Exercise instructions:
a) Rewrite the shark opinion piece from "The only time" up to and including "was the point?", switching "redirect" to "steer".
b) What is Deep Blue, according to the shark opinion piece?
c) Using the shark opinion piece, explain in one to three sentences why touching rays, skates, or sunfish can harm them.

DeFINitely Hot: Opinion on 'Deep Blue' the Great White Shark and 'Touch-Gate'

I think everyone who’s a wildlife enthusiast and is following respective accounts on social media has seen it: Deep Blue, the biggest Great White Shark that has ever been recorded, joined by self-accredited ‘Ocean Advocate’ and ‘Shark Conservationist’ Ocean (yeah, that’s her real name) Ramsey in Hawai’ian waters. What is extremely powerful footage, also raised concerns about wildlife harassment. Why? Because she is not only joining her but initiating physical contact. To be very honest, I was quite surprised! Not Ocean touching wild animals, because frankly, this is what she’s been doing in nearly every single shot in her Instagram feed, but about the backlash this very powerful image has caused among the social media community. People criticised this particular behaviour of a wildlife professional and ‘shark conservationist’ and I have to say, I was a bit proud!

It was claimed that these images will raise awareness about sharks not being mindless eating machines. While this may be a great and respectable intention, it is not clear why she needs to touch the animal to convey this message. It still would have been a powerful image with her just swimming alongside the animal. Because this is what you do, when you care about animals and their wellbeing – you want to interfere as less as possible.

Petting wildlife may have detrimental impacts, on you as a diver/ snorkeller but also on the animal. First, not touching any wild animal is a matter of respect. Imagine you would walk down the street, minding your own business and you’d have a hand on your chest or elsewhere (this is actually a scenario that happens to thousands of women every day but I’ll leave this as a side note here…). In short, we don’t know whether the animal likes to be touched and this is why we should keep the hands to ourselves. If the animal is NOT happy being touched, we’re in real danger – no matter whether you’re a ‘shark girl’ or Jane Doe. And this not only refers to sharks: Dolphins can become pretty nasty when being touched. Seriously. Look it up. So when you obtain a scuba diving license, you’ll be educated about the ‘look but don’t touch’ policy that may save lives. Because lots of marine life may be poisonous or venomous.

But it also protects the animal: I’ve recently heard that great whites are quite robust animals. This may be the case, but other elasmobranchs such as rays and skates or sunfish are quite sensitive. They possess a protective mucus that, if removed, may cause infections and we as humans, may transfer  millions of germs. We’re pretty gross! Plus, these animals may carry sh*tloads of parasites and you don’t want to find yourself covered in this…

The only time it’s actually reasonable to touch a shark is when you need to redirect it, so it’s not ‘running’ you over. However, this clearly hasn’t been the case with Deep Blue, so what was the point?

One could argue that it’s all about the likes and self-promotion. But is it worth to lose credibility?

Difficult was also the attempt to shift the topic to a more invasive issue such as shark tagging or even shark fishing. First, shark tagging is probably more invasive than touching a shark. Period. But while touching a shark is not having any point at all (except for showing how incredibly badass you are!), shark tagging helps scientists to learn about sharks and their ecology, leading to a better understanding.

Second, Shark fishing is definitely more invasive than touching a shark. Period. We remove a shark from its environment which has a simple equation: Less sharks = bad for the marine ecosystem. Sharks are threatened by extinction, if you didn’t know.

Source data:
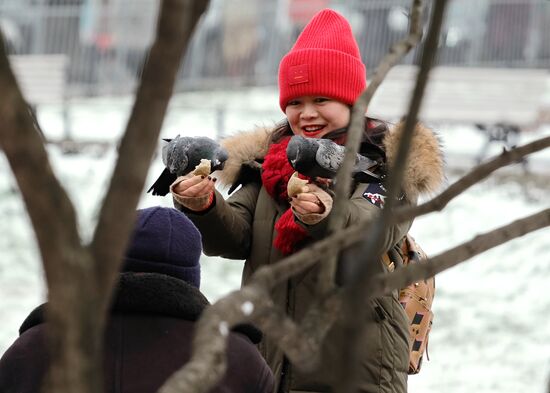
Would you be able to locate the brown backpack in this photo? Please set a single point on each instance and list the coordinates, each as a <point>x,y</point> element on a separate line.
<point>417,300</point>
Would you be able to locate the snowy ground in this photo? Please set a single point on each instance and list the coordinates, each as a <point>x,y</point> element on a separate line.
<point>492,316</point>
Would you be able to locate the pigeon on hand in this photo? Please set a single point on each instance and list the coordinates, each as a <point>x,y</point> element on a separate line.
<point>322,158</point>
<point>182,154</point>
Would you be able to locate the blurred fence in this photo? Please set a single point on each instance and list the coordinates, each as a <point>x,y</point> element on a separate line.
<point>240,42</point>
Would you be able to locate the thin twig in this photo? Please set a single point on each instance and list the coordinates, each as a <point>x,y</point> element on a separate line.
<point>343,179</point>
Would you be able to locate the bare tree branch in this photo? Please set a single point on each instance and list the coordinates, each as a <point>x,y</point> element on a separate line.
<point>302,343</point>
<point>343,178</point>
<point>54,222</point>
<point>400,278</point>
<point>79,289</point>
<point>176,22</point>
<point>363,270</point>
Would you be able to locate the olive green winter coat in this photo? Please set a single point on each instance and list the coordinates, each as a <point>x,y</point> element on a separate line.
<point>242,227</point>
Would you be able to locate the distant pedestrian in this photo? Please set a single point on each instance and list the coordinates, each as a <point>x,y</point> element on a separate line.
<point>152,319</point>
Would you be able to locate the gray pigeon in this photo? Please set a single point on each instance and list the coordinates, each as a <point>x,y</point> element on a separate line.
<point>322,158</point>
<point>182,154</point>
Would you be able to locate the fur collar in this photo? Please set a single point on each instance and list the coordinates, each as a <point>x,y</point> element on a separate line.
<point>424,174</point>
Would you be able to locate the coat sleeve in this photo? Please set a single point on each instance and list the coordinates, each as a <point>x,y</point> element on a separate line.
<point>359,208</point>
<point>226,227</point>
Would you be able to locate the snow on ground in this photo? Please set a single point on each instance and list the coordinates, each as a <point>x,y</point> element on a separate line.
<point>491,330</point>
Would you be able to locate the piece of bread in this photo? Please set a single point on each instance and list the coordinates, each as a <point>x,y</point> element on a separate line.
<point>296,185</point>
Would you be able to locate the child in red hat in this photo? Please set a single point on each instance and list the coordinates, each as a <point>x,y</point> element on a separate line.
<point>319,80</point>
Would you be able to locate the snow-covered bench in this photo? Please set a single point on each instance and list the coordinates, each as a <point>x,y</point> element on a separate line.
<point>484,96</point>
<point>43,80</point>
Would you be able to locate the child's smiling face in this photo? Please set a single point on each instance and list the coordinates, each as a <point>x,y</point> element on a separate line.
<point>316,116</point>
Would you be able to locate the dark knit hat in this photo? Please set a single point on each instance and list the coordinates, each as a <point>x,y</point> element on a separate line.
<point>325,60</point>
<point>165,241</point>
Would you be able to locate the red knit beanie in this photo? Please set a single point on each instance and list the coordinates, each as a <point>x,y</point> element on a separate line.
<point>325,60</point>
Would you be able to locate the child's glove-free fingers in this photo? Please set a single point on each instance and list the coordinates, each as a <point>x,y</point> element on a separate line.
<point>311,206</point>
<point>194,192</point>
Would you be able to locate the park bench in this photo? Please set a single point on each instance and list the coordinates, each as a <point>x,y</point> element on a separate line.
<point>42,78</point>
<point>501,102</point>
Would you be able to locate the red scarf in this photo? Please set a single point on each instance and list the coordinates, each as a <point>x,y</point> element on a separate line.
<point>276,170</point>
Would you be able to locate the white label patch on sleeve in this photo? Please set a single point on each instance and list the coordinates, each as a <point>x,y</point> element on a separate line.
<point>375,193</point>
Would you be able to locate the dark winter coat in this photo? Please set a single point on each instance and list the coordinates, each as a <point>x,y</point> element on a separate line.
<point>148,338</point>
<point>242,227</point>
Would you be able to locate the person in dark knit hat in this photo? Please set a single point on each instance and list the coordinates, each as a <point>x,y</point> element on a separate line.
<point>320,78</point>
<point>150,329</point>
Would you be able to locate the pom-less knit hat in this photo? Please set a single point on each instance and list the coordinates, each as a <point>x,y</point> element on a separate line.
<point>165,241</point>
<point>325,60</point>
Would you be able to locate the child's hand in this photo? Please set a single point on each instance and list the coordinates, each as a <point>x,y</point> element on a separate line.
<point>194,192</point>
<point>194,186</point>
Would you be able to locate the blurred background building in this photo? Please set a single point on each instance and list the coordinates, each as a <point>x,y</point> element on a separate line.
<point>240,42</point>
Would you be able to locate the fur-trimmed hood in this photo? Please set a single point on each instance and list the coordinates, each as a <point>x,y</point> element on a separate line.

Responses by task:
a)
The only time it’s actually reasonable to touch a shark is when you need to steer it, so it’s not ‘running’ you over. However, this clearly hasn’t been the case with Deep Blue, so what was the point?

b) The biggest Great White Shark that has ever been recorded.

c) These animals are quite sensitive and have a protective mucus that may lead to infections if it is removed. Humans may also transfer millions of germs to them.